▼

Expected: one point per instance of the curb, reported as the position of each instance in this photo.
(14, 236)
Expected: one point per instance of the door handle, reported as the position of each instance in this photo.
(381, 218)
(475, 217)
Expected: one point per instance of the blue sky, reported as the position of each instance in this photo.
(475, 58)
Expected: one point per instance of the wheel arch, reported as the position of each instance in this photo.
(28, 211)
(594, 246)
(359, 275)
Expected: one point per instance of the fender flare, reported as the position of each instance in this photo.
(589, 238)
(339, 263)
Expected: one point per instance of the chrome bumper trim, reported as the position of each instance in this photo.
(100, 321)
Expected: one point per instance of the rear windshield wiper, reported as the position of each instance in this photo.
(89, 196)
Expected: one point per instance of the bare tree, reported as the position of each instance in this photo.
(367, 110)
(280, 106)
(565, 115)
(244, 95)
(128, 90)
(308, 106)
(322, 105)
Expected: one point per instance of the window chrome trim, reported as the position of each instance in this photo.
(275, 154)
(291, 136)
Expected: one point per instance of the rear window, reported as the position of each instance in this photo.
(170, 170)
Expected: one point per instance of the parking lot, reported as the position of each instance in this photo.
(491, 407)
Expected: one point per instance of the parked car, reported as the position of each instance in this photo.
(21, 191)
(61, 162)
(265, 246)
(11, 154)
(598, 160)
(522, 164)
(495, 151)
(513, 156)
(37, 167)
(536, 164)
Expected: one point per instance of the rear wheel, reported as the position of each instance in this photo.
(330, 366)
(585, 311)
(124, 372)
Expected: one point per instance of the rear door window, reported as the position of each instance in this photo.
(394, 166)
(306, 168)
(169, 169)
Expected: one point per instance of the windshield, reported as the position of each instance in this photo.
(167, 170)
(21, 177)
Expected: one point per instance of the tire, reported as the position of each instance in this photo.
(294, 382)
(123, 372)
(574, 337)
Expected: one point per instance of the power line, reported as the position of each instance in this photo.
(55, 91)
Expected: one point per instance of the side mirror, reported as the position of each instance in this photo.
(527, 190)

▲

About this task
Repeat the listing above in full, exactly as given.

Exercise output
Expected: one point per instance of the curb, reported as the position of each instance in this photo.
(14, 236)
Expected: one point per instance of the door handle, reported as the position of each instance in this photo.
(381, 218)
(475, 217)
Expected: one point per instance of the blue sky, reported as the position of each instance in this photo.
(475, 58)
Expected: one point per instance of the wheel arch, reported as the position of each instance in this photo.
(28, 211)
(594, 246)
(359, 275)
Expected: one point per instance of the fender flare, reported as the position of each instance in this photo.
(589, 238)
(339, 263)
Expected: one point per instance of the chrome bumper trim, reported as the position of each instance in this photo.
(100, 321)
Expected: one point per instance of the rear windshield wiper, reported as the position of each instance in this photo.
(89, 196)
Expected: one point per instance of the bare tree, reported as the position of each instance in this photo.
(367, 110)
(280, 106)
(565, 115)
(244, 95)
(128, 90)
(308, 106)
(322, 105)
Expected: one point per instance of the window chrome trim, reported as the position of each instance in this photo.
(275, 154)
(291, 136)
Expected: one point per instance of the rear window, reported as the position of each instance in this photo.
(170, 170)
Expected: one point per instance of the parking lot, reported as the position of each instance in this photo.
(491, 407)
Expected: one point per instance of the parked car, reported as the position of each instance in this photo.
(21, 191)
(61, 162)
(265, 246)
(11, 154)
(598, 160)
(522, 164)
(495, 151)
(513, 156)
(37, 167)
(536, 164)
Expected: one point per instance of the rear wheel, reported as the position of each instance in this photo.
(330, 366)
(585, 311)
(124, 372)
Expected: one point per instance of the rear door window, reported as the position of each instance in this photo.
(394, 166)
(306, 168)
(169, 169)
Expected: one point per instance of the windshield, reported as the position of each instance in this photo.
(167, 170)
(21, 177)
Expected: one point per instance of the tire, reported as the position of each instance in this photo.
(294, 382)
(123, 372)
(574, 337)
Expected: one point per instance of the power line, reported as the position of each instance in this photo.
(55, 91)
Expected: one point per instance of the side mirror, reported as the position of each instance in this photo.
(527, 190)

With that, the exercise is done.